───── Excerpt provided
Thursday, October 6, 2005
Cat antics by night
The headline above wasn't my first choice. I leaned toward, "Rampant cat terrorizes couple!" But this is the Crier, not some sleazy tabloid. And so I've gone for a milder headline. It captures this column's content, if not quite the tone.
Cats, of course, are nocturnal animals. Of the six hours each days when they're not asleep (yes, they relish a round eighteen hours of sleep in each twenty-four), cats prefer to spend their time roaming, prowling, hunting by night. Owen, our cat, is no exception. By day he sprawls, sawing wood on the couch, a bed, or, often enough, my desk.
By night, he's abroad, checking yard, barn, and sheep shed for mice, and often leaving a headless corpse on the back porch to show his prowess.
In cold weather, though, Owen stays indoors overnight. This means he does his prowling there. We've learned to lock him in the downstairs, with Blue to keep him company. He and the dog get along fine; they greet us side by side each morning, both ready for breakfast.
──────────
───── Supplied entries
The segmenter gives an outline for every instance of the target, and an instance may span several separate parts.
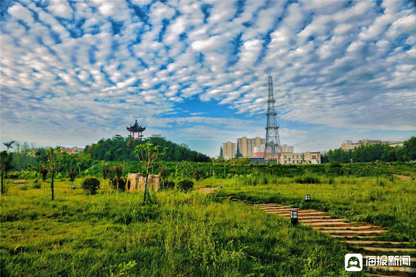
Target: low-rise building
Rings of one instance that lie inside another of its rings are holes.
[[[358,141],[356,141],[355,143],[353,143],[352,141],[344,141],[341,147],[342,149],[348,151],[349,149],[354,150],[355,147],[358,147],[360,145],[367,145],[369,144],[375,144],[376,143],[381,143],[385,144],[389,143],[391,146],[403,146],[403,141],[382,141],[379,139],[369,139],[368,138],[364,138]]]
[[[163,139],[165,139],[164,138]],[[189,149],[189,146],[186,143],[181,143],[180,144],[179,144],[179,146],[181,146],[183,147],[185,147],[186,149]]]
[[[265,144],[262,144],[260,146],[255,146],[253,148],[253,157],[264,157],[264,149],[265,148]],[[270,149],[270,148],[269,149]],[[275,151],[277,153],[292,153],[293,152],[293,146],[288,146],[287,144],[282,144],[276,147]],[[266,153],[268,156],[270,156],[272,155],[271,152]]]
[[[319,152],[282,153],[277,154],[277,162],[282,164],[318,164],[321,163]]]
──────────
───── Supplied entries
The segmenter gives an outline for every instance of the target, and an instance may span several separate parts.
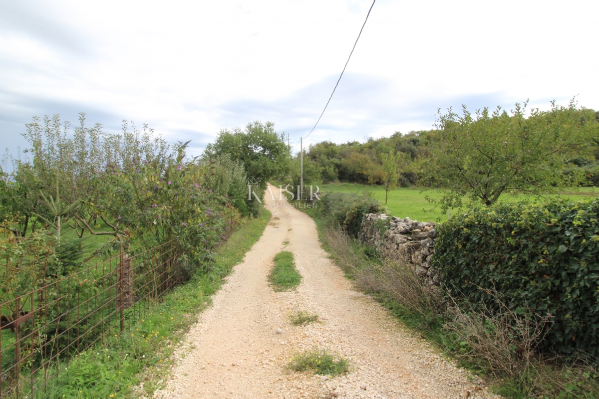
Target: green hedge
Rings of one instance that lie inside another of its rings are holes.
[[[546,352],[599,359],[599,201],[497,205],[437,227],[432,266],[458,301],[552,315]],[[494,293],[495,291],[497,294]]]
──────────
• **Tasks**:
1. Answer these from the column about the cat Owen, one line each:
(a) What headline did the writer first lean toward?
(b) How many hours of sleep in each twenty-four do cats relish?
(c) Who keeps Owen company when he is locked in the downstairs?
2. Carry the column about the cat Owen forward from its final sentence, keeping the same voice.

• **Task-by-task answers**:
1.
(a) "Rampant cat terrorizes couple!"
(b) Eighteen hours.
(c) Blue, the dog.

2.
We restrict Owen to downstairs not only because he prowls by night, but because he is an extraordinarily heavy-footed cat. A model of catly virtue in every other way, Owen often reminds me of an old quip by a "New Yorker" writer who, waking with a fierce hangover, whined about the cat "stamping around the apartment."
When Owen runs up the staircase, he sounds less like a ten-pound cat than a ninety-pound centipede. And if he jumps off a piece for furniture by night, he produces something as jarring as artillery hit. So locking him downstairs makes for much better sleep for us.
Which is not the case for the couple cited in this column's rejected title. Bill and Pam Deane, valued Fly Creekers, are being tyrannized-yes, terrorized each night by Pumpkin, a.k.a. Punky. A neutered male about two years old, Punky is causing them major sleep deprivation.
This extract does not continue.